- PROBLEM TO SOLVE -
The lines to reproduce run from the one containing "# sample shape, e.g." through the end of the records below. Reproduce them exactly and add nothing.

(Stored data entries)
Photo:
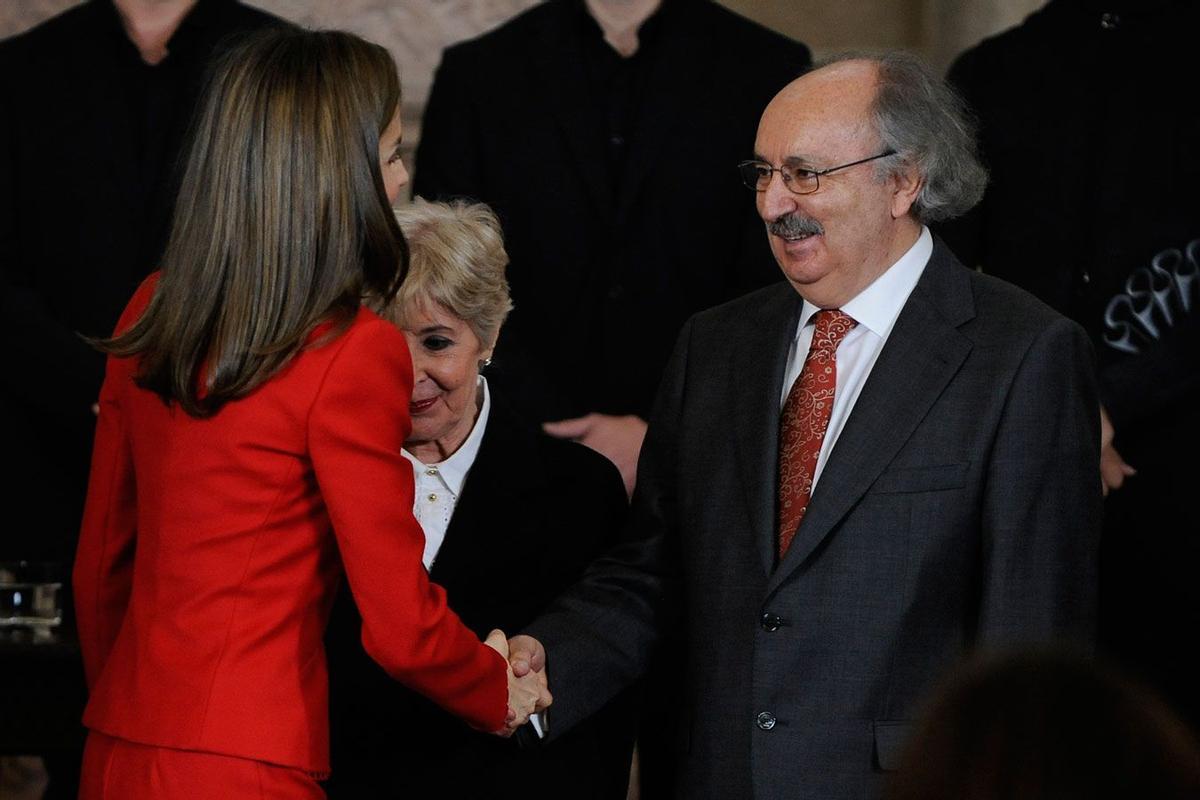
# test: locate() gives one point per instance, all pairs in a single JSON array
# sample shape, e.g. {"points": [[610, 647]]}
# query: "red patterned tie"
{"points": [[802, 426]]}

- SOLVED PROBLEM -
# sample shape, e.g. {"points": [[610, 647]]}
# query: "red patterned tie"
{"points": [[802, 426]]}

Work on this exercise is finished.